# 任务说明:
从含有“red strap in the picture above?”的那一行起，一直到记录末尾，逐行重新写出（请求行照录），并给答案中每个坐标数值加上78。

(物体指向数据集摘录)
# # # #

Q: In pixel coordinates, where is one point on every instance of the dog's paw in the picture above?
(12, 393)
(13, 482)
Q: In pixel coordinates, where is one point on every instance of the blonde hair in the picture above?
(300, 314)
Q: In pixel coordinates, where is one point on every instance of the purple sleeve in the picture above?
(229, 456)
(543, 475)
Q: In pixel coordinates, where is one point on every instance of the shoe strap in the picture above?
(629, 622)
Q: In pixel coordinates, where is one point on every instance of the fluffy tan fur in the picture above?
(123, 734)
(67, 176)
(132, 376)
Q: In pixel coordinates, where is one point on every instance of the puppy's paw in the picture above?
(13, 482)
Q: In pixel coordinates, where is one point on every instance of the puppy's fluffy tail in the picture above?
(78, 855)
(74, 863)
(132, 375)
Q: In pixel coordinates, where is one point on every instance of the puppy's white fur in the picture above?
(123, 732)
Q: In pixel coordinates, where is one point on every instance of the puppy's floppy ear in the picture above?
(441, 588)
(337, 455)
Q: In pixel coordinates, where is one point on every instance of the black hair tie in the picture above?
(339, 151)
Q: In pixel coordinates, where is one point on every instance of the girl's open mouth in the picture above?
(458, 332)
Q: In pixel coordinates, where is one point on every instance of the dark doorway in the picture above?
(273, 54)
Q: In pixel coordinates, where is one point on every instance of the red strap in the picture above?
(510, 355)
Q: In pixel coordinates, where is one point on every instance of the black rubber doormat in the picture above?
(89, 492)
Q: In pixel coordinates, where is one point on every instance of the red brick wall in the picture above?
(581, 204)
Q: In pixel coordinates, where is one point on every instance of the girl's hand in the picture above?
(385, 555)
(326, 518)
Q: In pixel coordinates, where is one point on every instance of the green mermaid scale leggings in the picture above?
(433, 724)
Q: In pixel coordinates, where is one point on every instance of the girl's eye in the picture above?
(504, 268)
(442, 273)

# # # #

# 答案:
Q: In pixel coordinates, where is one point on every instance of the red strap in the picture above?
(588, 433)
Q: In pixel coordinates, where is one point on every instance of the black rubber doormat in the picture above?
(167, 570)
Q: In pixel coordinates, where is one point on every instance of the red brick wall in the picture above?
(659, 282)
Q: In pixel coordinates, where is one point on every instance of the girl's hand in the picture above?
(463, 633)
(404, 596)
Q: In pixel coordinates, where is one point on every instance of the green mermaid scale leggings in the picture above?
(511, 802)
Q: In pixel coordinates, where is one point on every instance of the girl's eye in the picture above?
(582, 346)
(520, 351)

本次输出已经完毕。